Mark Anderson, founding Executive Director of the Barbara Schneider Foundation, was Senior Policy Advisor on mental health and related issues for Wellstone’s 12 years in the U.S. Senatae. 1989-1990, Director of Board and Commission Appointments in the Office of Governor Rudy Perpich. He has an MA, in Liberal Studies, HamlineUniversity. Lynda Cannova is the mother of two grown sons with schizophrenia. She has worked with Barbara Schneider Foundation on policy development and outreach for three years. She has an MSW from the University of Minnesota School of Social Work.

In the last 50 years there have been dramatic changes in systems of care for those with mental illness, and in how this care is financed. There have been exciting advances in the science of the brain that helps us understand what mental illness really is and how we can respond to it. But even with all the improvements in what we know and what we do, the lives of those with a mental illness have not improved nearly as much as they could have. We know much more now than we did fifty years ago, but our society’s institutions have not kept up so we continue to fall short. Where our health care systems have failed, our criminal justice system has taken on the burden with problematic consequences.

According to the Surgeon General’s Report on Mental Illness, it is estimated that in an average one-year period, 22 to 23 percent of the U.S. adult population—or 44 million people—have diagnosable mental disorders. About 28 to 30 percent of the population has either a mental or addictive disorder. It is estimated that 9 percent of all U.S. adults have mental disorders experience some significant functional impairment. Five percent of adults are considered to have a “serious” mental illness. About half of those (or 2.6 percent of all adults) were identified as being even more seriously affected, that is, by having “severe and persistent” mental illness. This category includes schizophrenia, bipolar disorder, other severe forms of depression, panic disorder, and obsessive-compulsive disorder. Today, only 60% of severely mentally ill persons receive treatment in a given year, leaving approximately 2.2 million severely mentally ill persons untreated (Torrey, 1997).

In 1957 mental health treatment was typically provided in large state hospitals and other institutions. This was the era when pharmaceutical treatment of mental illness was just beginning and an affordable community based mental health system did not exist. Patients were sent to these institutions for care and often spent many years there. Families could care for their family members in their own home, as had been done since time immemorial but, in an increasingly urbanized society, that style of care was less possible for many. These state run institutions were seen as humane alternatives to incarceration or homelessness.

| Dataset content |
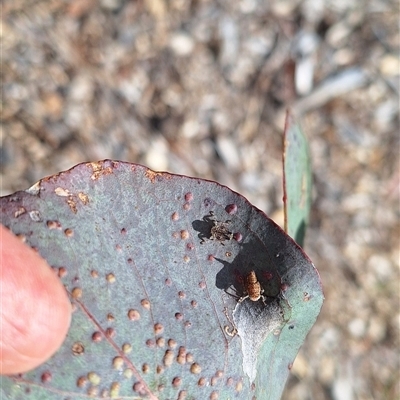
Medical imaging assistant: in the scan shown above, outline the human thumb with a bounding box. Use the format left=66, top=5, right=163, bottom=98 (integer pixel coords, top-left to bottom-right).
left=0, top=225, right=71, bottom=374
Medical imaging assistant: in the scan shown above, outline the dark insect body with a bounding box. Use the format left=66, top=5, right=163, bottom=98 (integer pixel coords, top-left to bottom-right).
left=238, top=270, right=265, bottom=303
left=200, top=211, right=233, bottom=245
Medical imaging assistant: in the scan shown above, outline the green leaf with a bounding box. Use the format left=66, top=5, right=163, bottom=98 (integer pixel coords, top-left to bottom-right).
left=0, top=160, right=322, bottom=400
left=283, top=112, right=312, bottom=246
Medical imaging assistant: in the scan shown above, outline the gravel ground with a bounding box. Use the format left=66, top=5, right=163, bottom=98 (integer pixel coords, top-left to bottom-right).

| Exercise details |
Finish out the passage on mental health care by writing what comes after its last sentence. You won't need the listing for this.

| Answer area |
According to the groundbreaking first Surgeon General’s Report on Mental Health, “In the 1950s, the public viewed mental illness as a stigmatized condition and displayed an unscientific understanding of mental illness. Survey respondents typically were not able to identify individuals as “mentally ill” when presented with vignettes of individuals who would have been said to be mentally ill according to the professional standards of the day. The public was not particularly skilled at distinguishing mental illness from ordinary unhappiness and worry and tended to see only extreme forms of behavior—namely psychosis—as mental illness. Mental illness carried great social stigma, especially linked with fear of unpredictable and violent behavior.”

With the invention of new pharmaceuticals, that made it possible to moderate the extreme behavior of many who lived in these institutions, it was thought that allowing patients to leave and be treated in the community would be more humane.

President John Kennedy supported the Community Mental Health Act of 1963 which provided federal financing to states to develop community mental health centers. These community mental health centers developed as an important part of our mental health system, and formed an important core of a growing community mental health movement. But they were never adequately funded and so were never able to provide community based mental health care for all those who had been deinstitutionalized. Deinstitutionalization reduced the population of state and county mental hospitals from a high of about 560,000 in 1955 to well below 100,000 by the 1990s. De-institutionalization has eliminated over 90% of former state psychiatric hospital beds (Sigurdson, 2000). But an adequate community based mental health system has even today not been created.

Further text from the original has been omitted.